[Images for object localization]
***
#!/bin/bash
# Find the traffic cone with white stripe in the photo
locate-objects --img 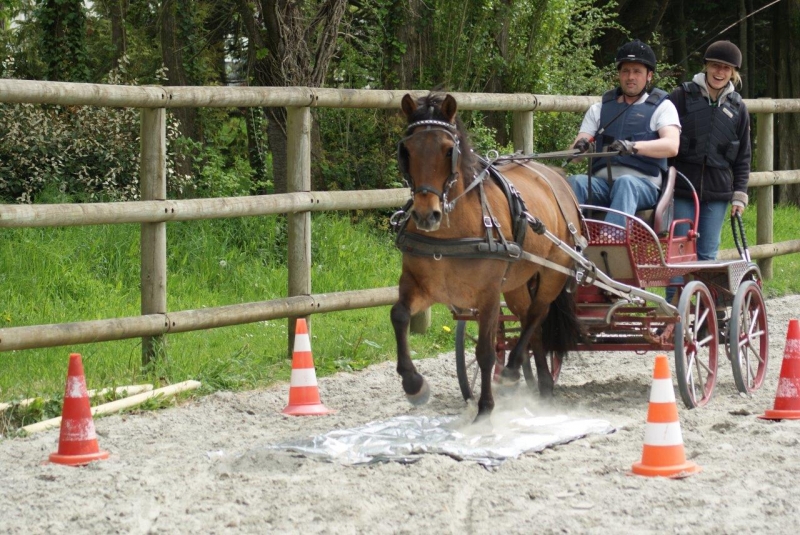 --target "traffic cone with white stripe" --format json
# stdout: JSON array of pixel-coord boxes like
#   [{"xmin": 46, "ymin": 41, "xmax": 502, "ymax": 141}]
***
- Exercise prompt
Nothing but the lines from the one that contains "# stdout: JSON" through the last line of the entries should appear in your reply, each repeated exactly.

- Solution to the problem
# stdout: JSON array of pixel-coord boxes like
#   [{"xmin": 46, "ymin": 41, "xmax": 502, "ymax": 141}]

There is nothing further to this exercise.